▶ [EXERCISE GOAL]: Please list each pyrotechnic effect named in the concert review below.

▶ [PASSAGE SHOWN]:

+ + + +

Héloïse Letissier is on fire. Figuratively speaking – the French musician’s headline set at All Points East on Sunday is a writhing masterpiece, confirming her status as one of the most exciting popstars on the planet – but also, very nearly, literally. So abundant are the show’s pyrotechnics, all blazing flares, dense smoke and deafening explosions, that the air is thick with the smell of party poppers, and a small part of the stage seems to have caught alight. A group of burly men rush on with extinguishers, out of place among the lithe, androgynous dancers surrounding them. But Letissier – AKA Christine and the Queens, though she has cropped it to Chris for this latest phase – continues to sing, dance and contort, either oblivious or unconcerned. The show must go on.

The whiff of danger is in keeping with a somewhat apocalyptic evening. Just as Letissier was due to arrive on stage, a rainstorm erupted. Now, after a few songs from her excellent Eighties funk-inspired second album Chris, it has given way to a dramatic red sky. Whenever the singer steps out onto the walkway that stretches into the crowd, a forceful breeze causes her unbuttoned shirt to billow like a cape.

+ + + +

▶ [INFORMATION GIVEN]:
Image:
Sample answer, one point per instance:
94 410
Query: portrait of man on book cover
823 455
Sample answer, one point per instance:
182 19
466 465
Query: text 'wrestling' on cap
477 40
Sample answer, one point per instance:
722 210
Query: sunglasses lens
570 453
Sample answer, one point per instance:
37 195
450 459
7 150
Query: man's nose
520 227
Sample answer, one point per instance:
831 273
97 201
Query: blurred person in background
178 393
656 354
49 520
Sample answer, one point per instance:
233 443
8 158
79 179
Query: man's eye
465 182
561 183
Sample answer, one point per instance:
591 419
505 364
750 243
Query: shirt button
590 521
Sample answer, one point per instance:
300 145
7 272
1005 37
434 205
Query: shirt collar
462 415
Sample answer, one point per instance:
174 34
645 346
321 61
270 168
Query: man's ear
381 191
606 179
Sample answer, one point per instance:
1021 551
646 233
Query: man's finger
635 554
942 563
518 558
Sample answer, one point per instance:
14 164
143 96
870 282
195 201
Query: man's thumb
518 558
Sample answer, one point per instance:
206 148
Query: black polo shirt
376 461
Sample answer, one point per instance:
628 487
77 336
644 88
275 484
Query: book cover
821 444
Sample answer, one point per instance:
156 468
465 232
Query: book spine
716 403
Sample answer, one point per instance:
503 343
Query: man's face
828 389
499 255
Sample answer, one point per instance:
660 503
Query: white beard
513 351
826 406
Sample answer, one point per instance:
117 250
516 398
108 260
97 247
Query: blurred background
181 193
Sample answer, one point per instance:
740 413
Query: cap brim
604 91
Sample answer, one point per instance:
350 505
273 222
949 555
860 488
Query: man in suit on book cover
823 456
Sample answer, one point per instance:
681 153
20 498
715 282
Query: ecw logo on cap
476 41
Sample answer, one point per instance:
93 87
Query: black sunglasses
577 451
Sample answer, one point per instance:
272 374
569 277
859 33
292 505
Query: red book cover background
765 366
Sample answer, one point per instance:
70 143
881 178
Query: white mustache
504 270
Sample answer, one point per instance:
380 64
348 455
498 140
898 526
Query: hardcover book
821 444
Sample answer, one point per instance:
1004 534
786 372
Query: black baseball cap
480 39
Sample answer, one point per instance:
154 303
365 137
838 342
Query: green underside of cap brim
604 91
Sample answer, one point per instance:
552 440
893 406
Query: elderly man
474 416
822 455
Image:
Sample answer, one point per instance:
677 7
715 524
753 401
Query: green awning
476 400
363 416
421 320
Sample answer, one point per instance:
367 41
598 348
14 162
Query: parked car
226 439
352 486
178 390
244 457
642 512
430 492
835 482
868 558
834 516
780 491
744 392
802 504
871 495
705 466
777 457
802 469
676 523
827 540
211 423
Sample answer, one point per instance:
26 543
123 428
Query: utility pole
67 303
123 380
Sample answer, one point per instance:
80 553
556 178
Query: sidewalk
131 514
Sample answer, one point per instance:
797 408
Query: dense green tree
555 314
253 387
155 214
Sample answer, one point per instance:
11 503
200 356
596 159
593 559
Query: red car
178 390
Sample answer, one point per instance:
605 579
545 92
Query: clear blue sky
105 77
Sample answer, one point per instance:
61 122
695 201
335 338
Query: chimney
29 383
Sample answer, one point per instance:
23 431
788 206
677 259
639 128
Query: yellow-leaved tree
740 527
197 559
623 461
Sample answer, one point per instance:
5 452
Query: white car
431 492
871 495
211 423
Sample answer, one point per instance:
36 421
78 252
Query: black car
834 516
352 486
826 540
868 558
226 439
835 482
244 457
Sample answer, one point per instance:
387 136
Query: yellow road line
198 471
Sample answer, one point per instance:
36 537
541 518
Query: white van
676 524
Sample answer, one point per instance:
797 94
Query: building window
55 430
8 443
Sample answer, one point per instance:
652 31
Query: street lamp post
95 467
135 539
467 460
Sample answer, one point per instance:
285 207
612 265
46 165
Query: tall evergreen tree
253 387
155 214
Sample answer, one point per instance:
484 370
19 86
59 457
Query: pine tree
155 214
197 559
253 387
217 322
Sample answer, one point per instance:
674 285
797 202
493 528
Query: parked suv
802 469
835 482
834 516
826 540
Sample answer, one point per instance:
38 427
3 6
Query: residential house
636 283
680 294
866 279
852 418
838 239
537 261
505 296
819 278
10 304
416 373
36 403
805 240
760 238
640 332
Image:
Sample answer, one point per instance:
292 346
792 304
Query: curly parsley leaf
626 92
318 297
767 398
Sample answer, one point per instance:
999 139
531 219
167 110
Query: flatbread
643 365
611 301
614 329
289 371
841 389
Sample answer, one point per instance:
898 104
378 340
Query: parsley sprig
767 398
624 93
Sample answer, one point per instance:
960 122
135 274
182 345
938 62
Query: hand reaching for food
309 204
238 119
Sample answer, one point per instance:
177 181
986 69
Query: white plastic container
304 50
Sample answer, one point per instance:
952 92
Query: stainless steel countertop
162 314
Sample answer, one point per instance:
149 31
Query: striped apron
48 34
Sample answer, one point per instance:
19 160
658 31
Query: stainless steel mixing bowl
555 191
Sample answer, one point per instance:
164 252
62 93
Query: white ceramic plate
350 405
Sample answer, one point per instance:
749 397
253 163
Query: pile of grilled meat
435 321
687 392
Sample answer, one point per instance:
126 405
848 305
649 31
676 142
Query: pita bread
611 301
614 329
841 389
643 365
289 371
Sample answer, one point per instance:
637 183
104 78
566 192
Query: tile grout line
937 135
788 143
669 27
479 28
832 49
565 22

+ + + +

▶ [EXERCISE RESPONSE]: Blazing flares, dense smoke, deafening explosions